*What you should do*:
Copy the listing below, putting "tan surface" wherever "brown surface" appears and keeping everything else the same.

*Information supplied*:
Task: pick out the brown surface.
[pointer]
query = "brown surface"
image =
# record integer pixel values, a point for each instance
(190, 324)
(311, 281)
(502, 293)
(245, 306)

*The solution*:
Task: pick out the tan surface.
[pointer]
query = "tan surface"
image =
# record integer pixel values, a point for each instance
(190, 324)
(311, 281)
(502, 293)
(245, 306)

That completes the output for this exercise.